Assignment = From the first line to the last, output the data exactly as it stands, minus its pictures.
Data for this task below:
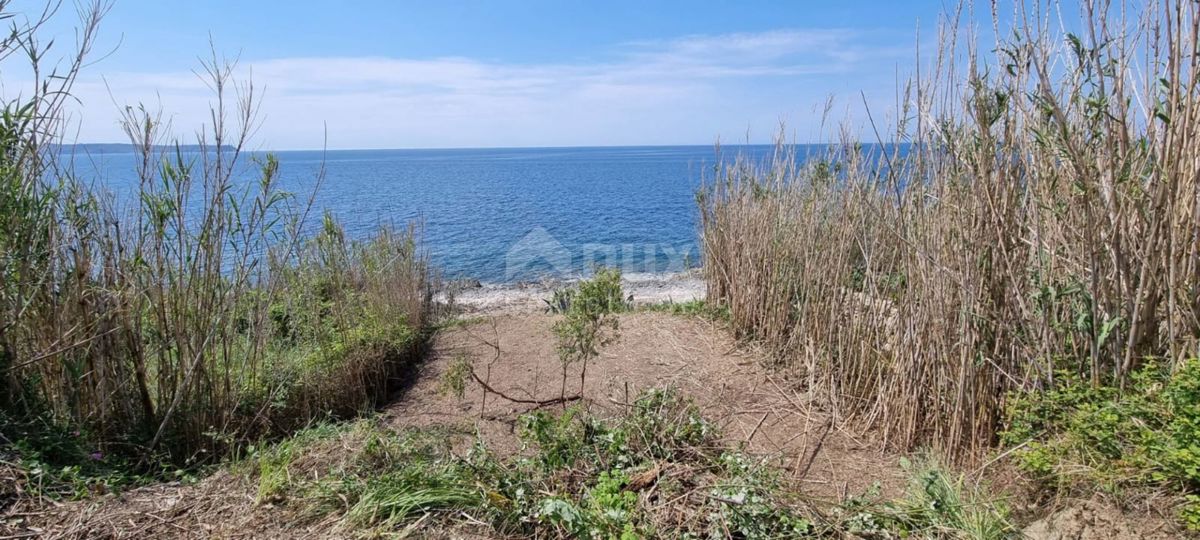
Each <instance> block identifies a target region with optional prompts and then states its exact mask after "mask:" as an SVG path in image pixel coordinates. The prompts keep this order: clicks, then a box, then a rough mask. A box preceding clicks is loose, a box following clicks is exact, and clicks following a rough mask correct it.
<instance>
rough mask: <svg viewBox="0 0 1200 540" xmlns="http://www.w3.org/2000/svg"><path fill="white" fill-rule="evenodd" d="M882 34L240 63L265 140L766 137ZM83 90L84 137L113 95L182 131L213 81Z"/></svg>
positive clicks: (889, 47) (858, 74)
mask: <svg viewBox="0 0 1200 540" xmlns="http://www.w3.org/2000/svg"><path fill="white" fill-rule="evenodd" d="M877 41H878V38H877V36H870V35H868V34H864V32H858V31H852V30H841V29H823V30H778V31H768V32H758V34H730V35H719V36H686V37H682V38H677V40H670V41H655V42H636V43H626V44H624V46H620V47H618V48H617V49H616V56H614V58H616V59H614V60H607V61H578V62H562V64H545V65H520V64H502V62H490V61H481V60H475V59H468V58H437V59H397V58H289V59H271V60H258V61H251V62H242V65H241V66H240V67H239V73H240V76H242V77H247V76H252V79H253V82H254V85H256V86H257V88H258V89H260V90H264V91H263V92H262V96H263V101H262V114H263V118H262V120H263V126H262V128H260V130H259V132H258V138H257V140H256V146H257V148H277V149H289V148H314V146H320V144H322V142H323V132H324V127H323V126H324V125H326V122H328V126H329V145H330V148H432V146H508V145H574V144H686V143H708V142H712V140H713V139H714V138H716V137H718V136H724V138H726V139H740V138H743V137H744V134H745V132H746V128H748V127H749V128H750V130H751V131H754V132H755V134H756V136H758V137H760V138H766V137H768V136H769V134H770V133H772V132H773V131H774V130H775V127H776V126H778V122H779V120H780V119H781V118H787V116H790V113H793V112H799V110H803V112H809V110H811V106H814V104H815V103H818V102H822V101H823V100H824V97H826V96H827V95H828V94H830V92H848V91H853V92H854V95H853V96H852V97H856V98H857V90H858V88H857V86H854V85H870V84H875V82H876V79H877V78H878V76H880V74H881V73H884V74H888V76H887V77H886V79H887V80H890V79H892V76H890V74H889V73H892V68H893V66H895V65H896V62H898V61H902V60H901V56H900V55H901V54H906V53H905V50H906V49H905V48H902V47H901V48H896V47H892V46H888V44H880V43H876V42H877ZM868 90H870V89H868ZM76 94H77V96H78V97H79V100H80V102H82V103H83V109H82V110H80V114H79V115H78V118H79V119H82V120H80V124H79V136H78V139H79V140H83V142H94V140H104V142H109V140H121V139H122V137H121V134H120V130H119V126H118V110H119V107H118V106H116V104H114V101H115V103H118V104H134V103H139V102H140V103H146V104H148V106H152V107H161V108H162V109H163V110H164V112H167V113H168V116H169V118H170V119H172V121H173V125H174V127H175V131H176V133H178V134H187V133H190V132H194V130H196V128H197V127H198V126H199V125H202V124H204V122H208V121H209V118H208V112H206V110H208V103H209V101H210V100H211V92H210V91H209V90H208V88H206V86H205V84H204V83H203V82H202V80H200V79H199V78H198V77H197V76H196V74H194V73H192V72H188V71H180V72H175V73H132V72H122V73H106V74H104V77H103V79H101V78H100V77H98V76H95V74H89V76H86V77H85V78H82V79H80V80H79V83H78V84H77V86H76ZM790 120H791V121H792V124H791V125H792V127H796V128H798V130H800V131H804V130H809V127H810V125H815V121H811V122H806V121H805V119H804V118H791V119H790Z"/></svg>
End of Data for this task.
Exercise output =
Each <instance> block identifies a target region with optional prompts and then states its exact mask after "mask:" as an SVG path in image pixel coordinates. The prompts keep this order: clicks, then a box, then a rough mask. A box preceding clicks is loose, a box following clicks is exact, and clicks following a rough mask correct it.
<instance>
rough mask: <svg viewBox="0 0 1200 540" xmlns="http://www.w3.org/2000/svg"><path fill="white" fill-rule="evenodd" d="M882 34L240 63L265 140L766 137ZM83 90L84 137L113 95L182 131L213 81Z"/></svg>
positive clicks: (889, 47) (858, 74)
mask: <svg viewBox="0 0 1200 540" xmlns="http://www.w3.org/2000/svg"><path fill="white" fill-rule="evenodd" d="M877 41H878V38H877V36H870V35H868V34H864V32H858V31H852V30H841V29H823V30H778V31H768V32H758V34H730V35H719V36H686V37H682V38H677V40H670V41H655V42H636V43H626V44H624V46H620V47H618V48H617V49H616V56H614V58H616V59H614V60H607V61H578V62H562V64H545V65H520V64H502V62H490V61H481V60H475V59H468V58H437V59H397V58H289V59H271V60H258V61H251V62H242V65H241V66H240V67H239V73H240V76H242V77H247V76H252V79H253V82H254V85H256V86H257V88H258V89H260V90H264V91H263V92H262V96H263V101H262V114H263V118H262V120H263V126H262V128H260V130H259V132H258V138H257V140H256V146H257V148H277V149H289V148H314V146H320V144H322V142H323V132H324V127H323V126H324V125H326V122H328V126H329V145H330V148H432V146H508V145H574V144H686V143H708V142H712V140H713V139H714V138H716V137H718V136H724V138H726V139H740V138H743V137H744V134H745V132H746V128H748V127H749V128H750V130H751V131H754V132H755V134H756V136H758V137H760V138H766V137H768V136H769V134H770V133H772V132H773V131H774V130H775V127H776V126H778V122H779V120H780V119H781V118H787V116H790V113H793V112H799V110H803V112H809V110H811V106H814V104H815V103H818V102H822V101H823V100H824V97H826V96H827V95H828V94H830V92H848V91H853V92H854V95H853V96H852V97H856V98H857V90H858V88H857V86H854V85H870V84H875V82H876V79H877V78H878V76H880V74H881V73H884V74H888V76H887V77H886V79H887V80H890V79H892V76H890V74H889V73H892V68H893V66H895V65H896V62H898V61H902V60H901V56H900V55H901V54H906V53H905V50H906V49H905V48H902V47H901V48H896V47H892V46H888V44H880V43H876V42H877ZM868 90H870V89H868ZM76 94H77V96H78V97H79V100H80V102H82V103H83V109H82V110H80V114H79V115H78V118H79V119H82V120H80V124H79V136H78V139H79V140H83V142H94V140H104V142H109V140H121V139H122V137H121V134H120V130H119V126H118V110H119V107H118V106H116V104H114V101H115V103H118V104H134V103H139V102H140V103H146V104H148V106H152V107H161V108H162V109H163V110H164V112H167V113H168V116H169V118H170V119H172V121H173V125H174V127H175V131H176V133H178V134H187V133H190V132H194V130H196V128H197V127H198V126H199V125H202V124H204V122H208V121H209V118H208V112H206V110H208V103H209V101H210V100H211V92H210V91H209V90H208V88H206V86H205V84H204V83H203V82H202V80H200V79H199V78H198V77H197V76H196V74H194V73H192V72H188V71H180V72H175V73H132V72H122V73H106V74H104V77H103V79H101V78H100V77H98V76H95V74H89V76H86V77H85V78H82V79H80V80H79V83H78V84H77V86H76ZM790 120H791V121H792V124H791V125H792V127H796V128H798V130H800V131H804V130H809V127H810V125H815V121H811V122H806V121H805V119H804V118H791V119H790Z"/></svg>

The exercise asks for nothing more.